----- TEXTAUSZUG

Montalbān, Bezirksstadt in der span. Provinz Teruel, am Rio Martin, hat ein festes Schloß, eine Großkomturei des Ordens von Santiago und (1878) 1940 Einw. Dabei Steinkohlengruben, Alaunwerke, Marmorbrüche und Mineralquellen.

Montalcino (spr. -tschīno), Stadt in der ital. Provinz Siena, auf einem isolierten, 590 m hohen Kalkberg, mit alten Mauern umgeben, Sitz eines Bischofs, hat ein Stadthaus, eine Kirche mit Fresken und Relief von Robbia, Weinbau (vorzüglichen Muskateller), Mineralquellen und (1881) 2353 Einw.

Montalembert (spr. mongtalangbär), 1) Marc René, Marquis de, franz. Ingenieur, geb. 15. Juli 1714 zu Angoulême, wohnte von 1736 bis 1741 verschiedenen Feldzügen in Italien, Flandern und Deutschland (Belagerungen von Kehl und Philippsburg) bei, schrieb während der folgenden Friedensjahre zahlreiche Abhandlungen für die Akademie, deren Mitglied er 1747 wurde. Auch legte er aus eignen Mitteln Munitionsgießereien in Périgord und Angoumois an, aus denen er die französische Flotte mit eisernen Kanonen und Geschossen versorgte. Während des Siebenjährigen Kriegs war er zwei Jahre französischer Kommissar beiden russischen und schwedischen Truppen, leitete die Befestigung von Anklam und die Verstärkung von Stralsund, wurde später nach den Inseln Aix und Oléron gesandt und befestigte die letztere nach dem von ihm erfundenen System (s. Festung, S. 182). Um das Artilleriewesen machte er sich durch Erfindung der niedrigen Rahmenlafetten verdient. Trotz seines alten Adels war er ein entschiedener Anhänger der Revolution. Er starb 26. März 1800 in Paris. Sein Hauptwerk ist: "La fortification perpendiculaire" (Par. 1776 ff.; neue Aufl., das. 1796, 11 Bde.; teilweise deutsch von Hoyer: "Die Verteidigung stärker als der Angriff", Berl. 1819, 2 Bde.).

----------
----- ERFASSTE DATEN

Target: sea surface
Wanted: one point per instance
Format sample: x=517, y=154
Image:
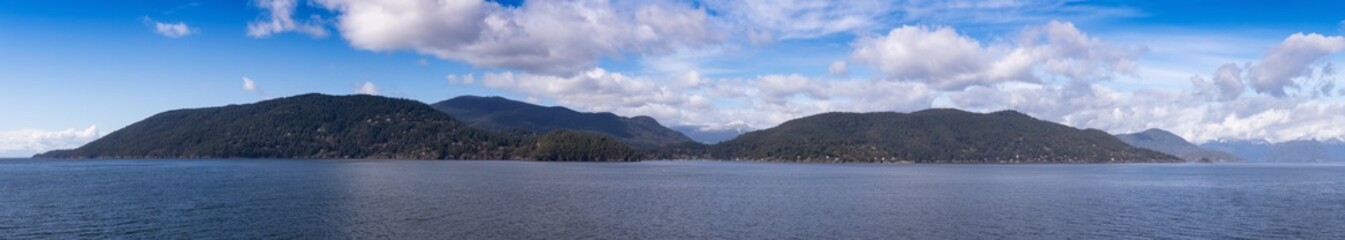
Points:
x=266, y=198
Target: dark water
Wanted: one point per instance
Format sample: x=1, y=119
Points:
x=663, y=200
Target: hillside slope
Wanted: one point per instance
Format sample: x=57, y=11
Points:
x=931, y=136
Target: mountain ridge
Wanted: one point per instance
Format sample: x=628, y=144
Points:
x=499, y=113
x=1169, y=143
x=931, y=136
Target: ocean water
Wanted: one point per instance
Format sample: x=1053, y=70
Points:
x=663, y=200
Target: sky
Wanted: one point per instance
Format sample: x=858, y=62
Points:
x=73, y=70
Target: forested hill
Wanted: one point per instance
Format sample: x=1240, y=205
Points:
x=318, y=126
x=505, y=115
x=931, y=136
x=307, y=126
x=1169, y=143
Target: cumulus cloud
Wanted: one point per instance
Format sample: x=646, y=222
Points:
x=950, y=61
x=1290, y=60
x=763, y=20
x=280, y=18
x=1227, y=84
x=838, y=69
x=538, y=37
x=27, y=142
x=174, y=30
x=761, y=101
x=367, y=88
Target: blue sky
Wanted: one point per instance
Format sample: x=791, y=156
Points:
x=1119, y=66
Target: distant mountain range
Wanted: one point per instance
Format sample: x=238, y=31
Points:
x=931, y=136
x=322, y=127
x=1169, y=143
x=506, y=115
x=319, y=126
x=712, y=135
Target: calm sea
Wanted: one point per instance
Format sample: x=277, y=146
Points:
x=663, y=200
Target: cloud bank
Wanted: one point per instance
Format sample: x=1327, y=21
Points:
x=28, y=142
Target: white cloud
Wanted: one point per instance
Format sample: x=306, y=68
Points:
x=27, y=142
x=174, y=30
x=280, y=19
x=250, y=85
x=540, y=37
x=171, y=30
x=950, y=61
x=1227, y=84
x=1291, y=60
x=838, y=69
x=761, y=20
x=367, y=88
x=685, y=100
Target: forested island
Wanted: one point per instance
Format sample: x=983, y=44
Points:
x=373, y=127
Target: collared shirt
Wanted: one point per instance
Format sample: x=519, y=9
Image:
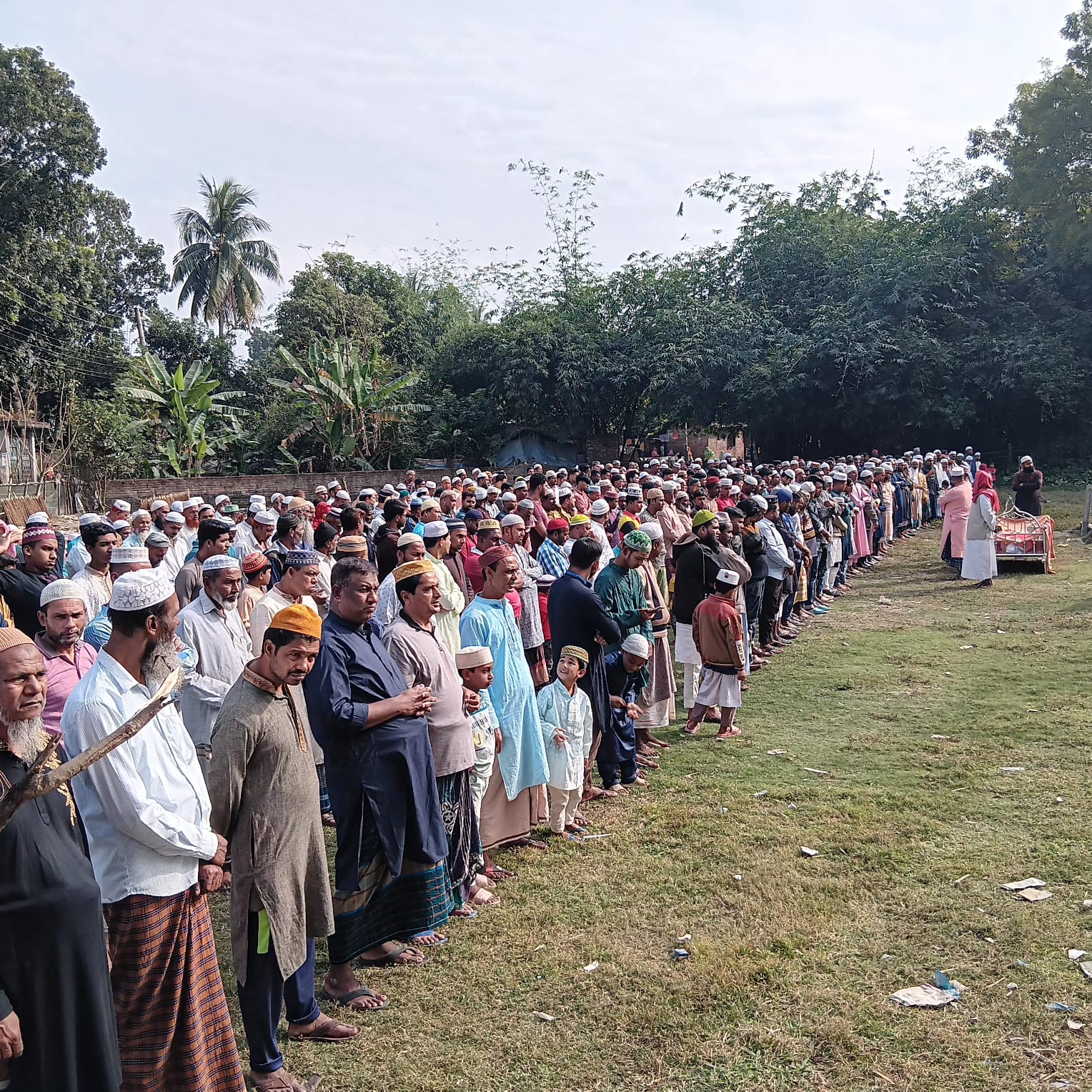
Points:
x=144, y=805
x=62, y=675
x=223, y=650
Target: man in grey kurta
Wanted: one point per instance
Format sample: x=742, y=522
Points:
x=266, y=802
x=212, y=628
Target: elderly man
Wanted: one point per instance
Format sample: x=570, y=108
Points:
x=147, y=816
x=212, y=628
x=21, y=585
x=66, y=655
x=515, y=802
x=51, y=913
x=424, y=660
x=391, y=879
x=262, y=780
x=297, y=585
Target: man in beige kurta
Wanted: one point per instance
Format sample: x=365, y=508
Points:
x=264, y=796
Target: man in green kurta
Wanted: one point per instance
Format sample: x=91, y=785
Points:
x=622, y=590
x=264, y=795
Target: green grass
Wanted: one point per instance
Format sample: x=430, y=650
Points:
x=788, y=988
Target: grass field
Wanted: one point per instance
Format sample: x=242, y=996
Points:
x=792, y=967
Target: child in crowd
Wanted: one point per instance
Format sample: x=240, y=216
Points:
x=566, y=717
x=719, y=638
x=475, y=667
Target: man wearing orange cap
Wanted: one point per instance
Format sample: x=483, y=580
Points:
x=266, y=803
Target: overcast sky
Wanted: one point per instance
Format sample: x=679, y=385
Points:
x=390, y=127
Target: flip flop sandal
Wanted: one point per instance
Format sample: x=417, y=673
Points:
x=345, y=1001
x=392, y=959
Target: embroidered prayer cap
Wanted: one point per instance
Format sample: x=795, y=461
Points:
x=473, y=655
x=59, y=590
x=577, y=652
x=298, y=620
x=130, y=555
x=145, y=587
x=39, y=534
x=300, y=558
x=219, y=562
x=413, y=569
x=353, y=545
x=11, y=637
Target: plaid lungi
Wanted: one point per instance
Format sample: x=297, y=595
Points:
x=174, y=1028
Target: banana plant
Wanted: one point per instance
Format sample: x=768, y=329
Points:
x=345, y=400
x=189, y=413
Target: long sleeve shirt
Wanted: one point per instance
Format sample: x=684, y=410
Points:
x=144, y=806
x=223, y=647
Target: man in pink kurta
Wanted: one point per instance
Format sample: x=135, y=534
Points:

----------

- **AUFGABEN**:
1. Gib aus dem Textauszug die Stelle von „Montalcino (spr. -tschīno), Stadt“ bis „(1881) 2353 Einw.“ wortgetreu wieder.
2. In welchem Jahr wurde Marc René de Montalembert laut dem Textauszug Mitglied der Akademie?

- **LÖSUNGEN**:
1.
Montalcino (spr. -tschīno), Stadt in der ital. Provinz Siena, auf einem isolierten, 590 m hohen Kalkberg, mit alten Mauern umgeben, Sitz eines Bischofs, hat ein Stadthaus, eine Kirche mit Fresken und Relief von Robbia, Weinbau (vorzüglichen Muskateller), Mineralquellen und (1881) 2353 Einw.

2. 1747